### Rows

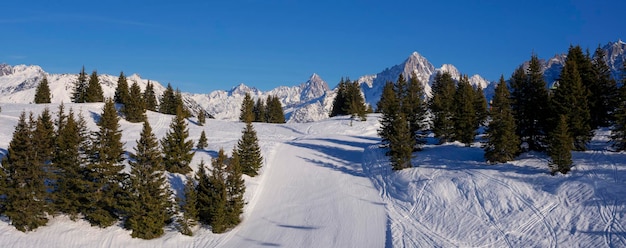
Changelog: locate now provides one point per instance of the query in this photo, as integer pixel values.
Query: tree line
(524, 114)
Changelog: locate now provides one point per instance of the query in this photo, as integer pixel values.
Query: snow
(328, 184)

### The exercise
Render the rows above as a JSON array of strings, one string per line. Skip blank lines and leave the pictures out.

### Completed exercise
[
  "Changelog: locate now provides one point per instance of the query in this photo, as integer pixel values.",
  "Query: tree line",
  "(524, 114)",
  "Changelog: locate now provides one point per instance of the query in this photo, as integer pixel values.",
  "Query: snow",
  "(328, 184)"
]